Quoted passage.
--- --- ---
DHTML and multimedia

The Microsoft concept regarding multimedia for DHTML forms a kind of “wish list” for advanced on-screen display controls that other developers have often labored mightily to produce in customized form. The effects that Microsoft supports in this area include things such as animated color washes and textures, font morphing and transitions, screen shifts similar to those used for transitions in movies (such as fades, wipes, bleeds, and other common scene-shifting techniques), plus support for compact, scalable graphics displayed using a simple vector format.

For audio effects, Microsoft offers support for defining and creating multiple channels of sound. This support permits precision in mixing multiple channels together, and in transitioning from one set of channels to another, in much the same way that a multichannel audio mixer supports such effects. Such precision permits sounds and voiceovers to mix and blend, but also permits audio effects to be associated with user-triggered event and overlaid on other audio streams, or to replace them as needed.

All in all, Microsoft is attempting in this area to create a way of introducing and managing multiple streams of animation, video, and audio in a way that permits Web page designers to make such elements part of a truly interactive, dynamic environment. So far, the W3C’s work to take up DHTML includes significant attention to the Microsoft DOM and to element positioning and controls, but has not taken cognizance of this work on multimedia (nor on the data binding technologies of Microsoft, which are discussed in the next section).
--- --- ---
Material supplied.
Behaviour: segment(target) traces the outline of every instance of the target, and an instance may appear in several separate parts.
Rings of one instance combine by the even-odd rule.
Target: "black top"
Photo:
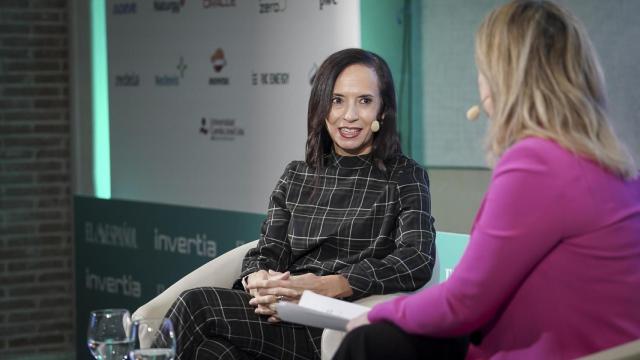
[[[435,262],[427,172],[405,156],[386,162],[386,172],[370,155],[326,160],[319,174],[302,161],[287,165],[242,276],[342,274],[349,300],[422,287]]]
--- --- ---
Task brief.
Write out the passage on DHTML and multimedia word for word, beginning at the words "All in all, Microsoft" and ending after "the next section).". The records were taken from a separate source.

Task answer.
All in all, Microsoft is attempting in this area to create a way of introducing and managing multiple streams of animation, video, and audio in a way that permits Web page designers to make such elements part of a truly interactive, dynamic environment. So far, the W3C’s work to take up DHTML includes significant attention to the Microsoft DOM and to element positioning and controls, but has not taken cognizance of this work on multimedia (nor on the data binding technologies of Microsoft, which are discussed in the next section).